### [PROBLEM TO WORK ON]
Can you reproduce the passage below on state regulation of the press, word for word and in full?

### [SELECTED TEXT]

************

But its paranoia, its Ulsterman's determination to live in a state of perpetual victimhood, drove Hacked Off to make the fateful demand that the state should regulate writing. With the support, lest we forget, of virtually every MP, it opened the possibility of permanent political surveillance of English letters for the first time since 1695. As it stands, a two-thirds majority in Parliament can amend the Privy Council's appropriately anachronistic Royal Charter on the press. As its reaction to the Leveson report showed there is almost a three-thirds majority for censorship in Parliament, no one believes that an energetic political clique, determined to extend its control, will find that barrier hard to leap. Not just Rupert Murdoch's hired help but editors who have never wasted a second of their lives on celebrities — editors indeed, in the case of the Guardian and Private Eye, who have exposed the tabloids' wrongdoing-cannot accept this threat to fundamental freedoms.

In refusing to bend the knee, editors are also defending the BBC. To say this may sound absurd given the vindictive and unhinged attacks on the corporation from the right-wing press. So allow me to explain.

State-funded broadcasters could never break a story like the Guardian's revelations about the intelligence agencies or the Telegraph's exposé of MPs' expenses. The government would put insupportable political pressure on the BBC's managers and regulators to stop the broadcasts. As the BBC's funding comes from the state, and as the state has the power to amend the BBC's Royal Charter, the BBC would have to submit.

Few realise the extent of the state's potential power over the corporation because it does not matter now. Who cares if the BBC cannot take the risk of breaking stories about MPs' self-enrichment or state surveillance, when it can follow up the revelations of others? If a minister were to tell them to stop, Chris Patten and Tony Hall would dismiss the demand as ridiculous. The story was out there. Nothing the BBC said or did could change that.

************

Records of point annotations
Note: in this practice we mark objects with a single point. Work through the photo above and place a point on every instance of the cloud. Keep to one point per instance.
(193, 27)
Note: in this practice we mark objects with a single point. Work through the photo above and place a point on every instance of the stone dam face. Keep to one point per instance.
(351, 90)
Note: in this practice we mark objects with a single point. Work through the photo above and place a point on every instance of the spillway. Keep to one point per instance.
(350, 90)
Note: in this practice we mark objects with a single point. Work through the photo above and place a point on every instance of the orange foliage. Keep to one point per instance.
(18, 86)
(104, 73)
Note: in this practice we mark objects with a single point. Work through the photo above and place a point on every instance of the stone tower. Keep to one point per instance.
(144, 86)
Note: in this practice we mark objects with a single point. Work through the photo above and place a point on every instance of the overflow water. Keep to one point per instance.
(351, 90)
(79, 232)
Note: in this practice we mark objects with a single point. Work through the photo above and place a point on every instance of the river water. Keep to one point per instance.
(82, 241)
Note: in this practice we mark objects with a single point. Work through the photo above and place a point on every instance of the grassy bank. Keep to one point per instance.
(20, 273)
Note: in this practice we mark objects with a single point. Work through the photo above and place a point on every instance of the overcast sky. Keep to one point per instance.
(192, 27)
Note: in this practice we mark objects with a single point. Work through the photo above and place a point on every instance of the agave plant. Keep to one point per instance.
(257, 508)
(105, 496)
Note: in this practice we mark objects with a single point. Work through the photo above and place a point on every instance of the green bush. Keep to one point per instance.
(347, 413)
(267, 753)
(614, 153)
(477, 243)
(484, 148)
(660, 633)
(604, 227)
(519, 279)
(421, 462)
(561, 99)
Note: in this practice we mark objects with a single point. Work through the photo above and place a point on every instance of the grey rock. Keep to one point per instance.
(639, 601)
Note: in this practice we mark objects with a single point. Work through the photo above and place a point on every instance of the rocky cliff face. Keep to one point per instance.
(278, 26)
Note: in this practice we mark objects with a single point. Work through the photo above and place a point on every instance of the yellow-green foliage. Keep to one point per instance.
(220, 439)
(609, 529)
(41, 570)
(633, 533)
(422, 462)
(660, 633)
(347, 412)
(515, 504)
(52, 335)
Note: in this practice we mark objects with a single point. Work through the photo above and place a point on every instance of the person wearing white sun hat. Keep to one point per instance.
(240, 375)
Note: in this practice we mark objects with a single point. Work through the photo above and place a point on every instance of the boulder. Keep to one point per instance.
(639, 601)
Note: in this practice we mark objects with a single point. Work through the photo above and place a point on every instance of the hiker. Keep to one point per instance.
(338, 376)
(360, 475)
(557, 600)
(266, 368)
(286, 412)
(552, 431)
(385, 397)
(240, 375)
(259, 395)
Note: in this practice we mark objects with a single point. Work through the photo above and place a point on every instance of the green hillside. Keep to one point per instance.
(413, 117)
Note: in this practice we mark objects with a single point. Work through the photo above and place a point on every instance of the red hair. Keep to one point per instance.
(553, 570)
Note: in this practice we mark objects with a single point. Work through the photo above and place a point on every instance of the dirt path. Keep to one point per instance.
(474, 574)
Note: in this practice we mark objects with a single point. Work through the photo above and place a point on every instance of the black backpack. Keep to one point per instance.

************

### [SOLUTION]
But its paranoia, its Ulsterman's determination to live in a state of perpetual victimhood, drove Hacked Off to make the fateful demand that the state should regulate writing. With the support, lest we forget, of virtually every MP, it opened the possibility of permanent political surveillance of English letters for the first time since 1695. As it stands, a two-thirds majority in Parliament can amend the Privy Council's appropriately anachronistic Royal Charter on the press. As its reaction to the Leveson report showed there is almost a three-thirds majority for censorship in Parliament, no one believes that an energetic political clique, determined to extend its control, will find that barrier hard to leap. Not just Rupert Murdoch's hired help but editors who have never wasted a second of their lives on celebrities — editors indeed, in the case of the Guardian and Private Eye, who have exposed the tabloids' wrongdoing-cannot accept this threat to fundamental freedoms.

In refusing to bend the knee, editors are also defending the BBC. To say this may sound absurd given the vindictive and unhinged attacks on the corporation from the right-wing press. So allow me to explain.

State-funded broadcasters could never break a story like the Guardian's revelations about the intelligence agencies or the Telegraph's exposé of MPs' expenses. The government would put insupportable political pressure on the BBC's managers and regulators to stop the broadcasts. As the BBC's funding comes from the state, and as the state has the power to amend the BBC's Royal Charter, the BBC would have to submit.

Few realise the extent of the state's potential power over the corporation because it does not matter now. Who cares if the BBC cannot take the risk of breaking stories about MPs' self-enrichment or state surveillance, when it can follow up the revelations of others? If a minister were to tell them to stop, Chris Patten and Tony Hall would dismiss the demand as ridiculous. The story was out there. Nothing the BBC said or did could change that.